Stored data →
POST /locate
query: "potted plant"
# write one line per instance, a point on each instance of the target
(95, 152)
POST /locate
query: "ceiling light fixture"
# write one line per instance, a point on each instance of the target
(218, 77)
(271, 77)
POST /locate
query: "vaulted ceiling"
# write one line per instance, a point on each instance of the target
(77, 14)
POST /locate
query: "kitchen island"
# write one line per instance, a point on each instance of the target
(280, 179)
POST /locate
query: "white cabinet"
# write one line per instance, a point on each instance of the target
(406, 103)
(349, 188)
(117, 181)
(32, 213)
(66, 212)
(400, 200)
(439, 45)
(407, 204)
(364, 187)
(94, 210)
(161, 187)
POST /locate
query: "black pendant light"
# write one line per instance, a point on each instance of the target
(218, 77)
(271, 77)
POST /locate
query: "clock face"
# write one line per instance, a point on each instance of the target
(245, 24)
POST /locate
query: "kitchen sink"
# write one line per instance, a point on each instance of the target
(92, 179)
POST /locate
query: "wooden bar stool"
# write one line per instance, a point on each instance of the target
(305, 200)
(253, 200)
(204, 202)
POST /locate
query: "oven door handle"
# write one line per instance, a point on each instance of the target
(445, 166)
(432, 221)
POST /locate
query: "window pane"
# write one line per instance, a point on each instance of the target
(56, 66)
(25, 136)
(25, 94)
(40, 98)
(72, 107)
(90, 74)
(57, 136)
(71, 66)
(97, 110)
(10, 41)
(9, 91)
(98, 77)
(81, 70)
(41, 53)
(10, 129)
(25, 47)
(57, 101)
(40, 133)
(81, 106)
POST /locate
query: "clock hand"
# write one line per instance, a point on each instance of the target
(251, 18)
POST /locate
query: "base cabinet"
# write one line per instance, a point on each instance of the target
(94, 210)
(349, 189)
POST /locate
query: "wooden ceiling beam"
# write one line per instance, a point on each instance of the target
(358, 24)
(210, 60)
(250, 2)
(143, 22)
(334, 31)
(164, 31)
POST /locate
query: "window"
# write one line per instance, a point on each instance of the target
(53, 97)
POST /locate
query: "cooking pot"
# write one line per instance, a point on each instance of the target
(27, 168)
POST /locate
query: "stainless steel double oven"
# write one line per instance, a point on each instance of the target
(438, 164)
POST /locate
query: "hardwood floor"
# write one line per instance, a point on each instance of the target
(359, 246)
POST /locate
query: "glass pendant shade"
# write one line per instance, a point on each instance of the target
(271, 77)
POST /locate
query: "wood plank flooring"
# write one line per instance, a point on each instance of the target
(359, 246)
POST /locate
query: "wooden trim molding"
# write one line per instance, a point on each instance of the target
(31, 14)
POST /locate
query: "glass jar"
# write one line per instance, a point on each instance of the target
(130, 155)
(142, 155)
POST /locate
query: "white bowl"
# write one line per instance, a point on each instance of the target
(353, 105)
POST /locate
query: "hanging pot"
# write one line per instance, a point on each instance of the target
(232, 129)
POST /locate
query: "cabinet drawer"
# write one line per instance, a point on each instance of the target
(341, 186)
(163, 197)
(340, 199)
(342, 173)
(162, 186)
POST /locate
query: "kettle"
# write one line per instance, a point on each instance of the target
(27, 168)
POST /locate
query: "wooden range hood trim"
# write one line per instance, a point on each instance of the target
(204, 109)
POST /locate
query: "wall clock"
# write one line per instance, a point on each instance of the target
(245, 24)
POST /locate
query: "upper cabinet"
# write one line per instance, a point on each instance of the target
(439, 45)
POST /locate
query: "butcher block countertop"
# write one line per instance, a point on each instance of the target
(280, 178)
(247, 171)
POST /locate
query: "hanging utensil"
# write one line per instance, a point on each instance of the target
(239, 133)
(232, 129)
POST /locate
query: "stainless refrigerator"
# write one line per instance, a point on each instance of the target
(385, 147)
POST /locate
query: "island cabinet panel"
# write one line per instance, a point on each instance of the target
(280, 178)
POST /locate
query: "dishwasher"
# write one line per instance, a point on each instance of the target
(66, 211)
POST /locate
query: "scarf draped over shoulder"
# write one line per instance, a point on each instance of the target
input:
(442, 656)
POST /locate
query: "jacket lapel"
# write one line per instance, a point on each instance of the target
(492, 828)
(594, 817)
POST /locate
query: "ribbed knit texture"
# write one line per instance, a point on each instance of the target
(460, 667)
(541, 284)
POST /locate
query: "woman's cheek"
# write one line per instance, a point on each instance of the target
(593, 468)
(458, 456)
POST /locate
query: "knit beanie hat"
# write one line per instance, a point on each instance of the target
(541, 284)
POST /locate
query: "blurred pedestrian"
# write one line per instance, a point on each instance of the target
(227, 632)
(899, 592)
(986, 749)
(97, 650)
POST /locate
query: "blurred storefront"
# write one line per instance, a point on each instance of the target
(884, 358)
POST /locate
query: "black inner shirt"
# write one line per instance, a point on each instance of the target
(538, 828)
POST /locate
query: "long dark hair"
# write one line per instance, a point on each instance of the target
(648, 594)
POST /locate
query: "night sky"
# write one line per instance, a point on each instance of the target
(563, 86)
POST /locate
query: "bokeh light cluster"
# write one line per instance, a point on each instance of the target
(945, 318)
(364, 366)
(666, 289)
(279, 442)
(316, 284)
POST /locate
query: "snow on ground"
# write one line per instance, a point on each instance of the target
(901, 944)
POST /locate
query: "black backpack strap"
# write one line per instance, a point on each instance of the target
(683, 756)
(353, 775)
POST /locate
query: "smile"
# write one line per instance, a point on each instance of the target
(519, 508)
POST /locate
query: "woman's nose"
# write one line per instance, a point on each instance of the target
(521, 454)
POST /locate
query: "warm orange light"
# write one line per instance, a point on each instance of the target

Short task →
Nothing in the listing may be changed; retype it all exactly.

Exercise output →
POST /locate
query: "potted plant"
# write one line per instance, a point on each instance of the target
(95, 152)
POST /locate
query: "ceiling light fixture"
# write one line per instance, a point on each instance of the target
(218, 77)
(271, 77)
POST /locate
query: "vaulted ceiling"
# write one line per instance, a point on each instance of the target
(77, 14)
POST /locate
query: "kitchen island"
# write one line per instance, a point on each instance of the target
(280, 179)
POST /locate
query: "white cabinet"
# write one line per instance, a point on each instance of the target
(406, 103)
(349, 188)
(117, 181)
(32, 213)
(66, 212)
(400, 200)
(439, 45)
(407, 204)
(364, 187)
(94, 210)
(161, 187)
POST /locate
query: "black pendant light"
# write one line per instance, a point on each instance of the target
(218, 77)
(271, 77)
POST /locate
query: "clock face"
# write one line per instance, a point on each instance of the target
(245, 24)
POST /locate
query: "kitchen sink"
# write one line per instance, a point on each instance of the target
(92, 179)
POST /locate
query: "wooden bar stool"
# write one line per instance, a point on each instance of the target
(305, 200)
(253, 200)
(204, 202)
POST /locate
query: "oven door handle"
# write one line per instance, a point on each instance of the target
(445, 166)
(432, 221)
POST /locate
query: "window pane"
# write one line per instance, a point on each instance of the target
(56, 66)
(25, 136)
(25, 94)
(40, 98)
(72, 107)
(90, 74)
(57, 136)
(71, 66)
(97, 110)
(10, 41)
(9, 91)
(98, 77)
(81, 70)
(41, 53)
(10, 129)
(25, 47)
(57, 101)
(40, 133)
(81, 106)
POST /locate
query: "clock hand"
# write one line per instance, a point on each instance of the target
(251, 18)
POST /locate
query: "base cabinet"
# write one line per instance, a point on each instance of the target
(94, 210)
(349, 189)
POST /locate
query: "wooden ceiling beam"
# write one line per instance, a point on each instance of the target
(358, 24)
(210, 60)
(250, 2)
(143, 22)
(334, 31)
(164, 31)
POST /locate
query: "window"
# write one line per instance, a point on each instance of the target
(53, 97)
POST /locate
query: "cooking pot"
# write one line per instance, a point on each instance of the target
(27, 168)
POST /locate
query: "stainless steel double oven"
# write one line per instance, a point on each instance of the target
(438, 164)
POST /locate
query: "hardwood floor"
# write one line per instance, a point on each instance of the target
(359, 246)
POST /locate
query: "glass pendant shade"
# write one line per instance, a point on each instance of the target
(271, 77)
POST /locate
query: "wood plank flooring"
# write one line per instance, a point on each instance of the target
(359, 246)
POST /locate
query: "wooden trim molding"
# write one line per instance, a point on each instance of the target
(31, 14)
POST /locate
query: "glass jar"
# write one line per instance, a point on each instance of the target
(130, 155)
(142, 155)
POST /locate
query: "white bowl"
# write one line per instance, a point on each instance of the target
(353, 105)
POST /locate
query: "hanging pot"
# write one line per instance, a point on each instance of the target
(232, 129)
POST /locate
query: "cabinet drawer"
# write one line per instance, a point on each instance of the target
(341, 186)
(163, 197)
(340, 199)
(342, 173)
(162, 186)
POST /locate
query: "kettle"
# write one line per instance, a point on each instance of the target
(27, 168)
POST /locate
query: "wooden range hood trim"
# write one line per instance, a point on each instance of the target
(204, 109)
POST /locate
query: "wall clock"
# write one line per instance, a point on each instance of the target
(245, 24)
POST /locate
query: "upper cabinet"
# write one line per instance, a point on each instance of the target
(439, 45)
POST /locate
query: "butcher block countertop"
# write one line per instance, a point on each instance of the target
(280, 178)
(247, 171)
POST /locate
query: "hanging utensil"
# write one line per instance, a point on each instance of the target
(239, 133)
(232, 129)
POST /locate
query: "stainless refrigerator"
# write one line per instance, a point on each instance of the target
(385, 147)
POST /locate
query: "island cabinet panel"
# write one line per instance, a point on each instance of the target
(280, 178)
POST /locate
query: "dishwasher"
# write one line per instance, a point on each instance of the target
(66, 211)
POST /locate
query: "scarf draped over shoulder"
# write one line per instance, a point on each instance of the target
input:
(442, 656)
POST /locate
query: "jacket lapel"
# write one line per instance, a point on each instance of the target
(492, 828)
(594, 817)
POST /locate
query: "ribbed knit texture"
# write one line per instance, a point on each instance of the target
(460, 667)
(541, 284)
POST /locate
query: "woman's cheek"
# write one line per instance, a point on each instance of the target
(593, 468)
(458, 456)
POST /locate
query: "knit beanie hat"
# write one line per instance, a point on each instance of the target
(541, 284)
POST /locate
query: "blurred pedestrian"
# write one line per instance, a point on each instance of the target
(227, 632)
(899, 592)
(986, 749)
(97, 650)
POST /locate
query: "blurred storefront"
# write one line per instance, a point on each instance of the target
(884, 358)
POST /locate
query: "black inner shirt"
# write one line per instance, a point on each instance of the target
(538, 828)
POST /locate
query: "long dark hair"
# write one line per instance, a point on each instance of the target
(648, 594)
POST /locate
query: "night sky"
# write one line per instance, a point on each instance of the target
(563, 86)
POST /locate
query: "bokeh light cluster"
# write one line per instance, a point on each instance of the target
(945, 318)
(364, 366)
(666, 289)
(279, 442)
(316, 284)
POST /locate
query: "snow on ground"
# write one line per instance, a point on each instance of the target
(901, 944)
POST /locate
query: "black backpack strap"
# write one line per instance, a point on each instance of the target
(683, 756)
(353, 775)
POST /locate
query: "smile"
# write one line per instance, a point on each instance of the target
(519, 508)
POST /locate
query: "woman's nose"
# write one line per instance, a point on each instance of the target
(521, 454)
POST /locate
query: "warm orange light"
# write one line per instance, a point on each instance of the target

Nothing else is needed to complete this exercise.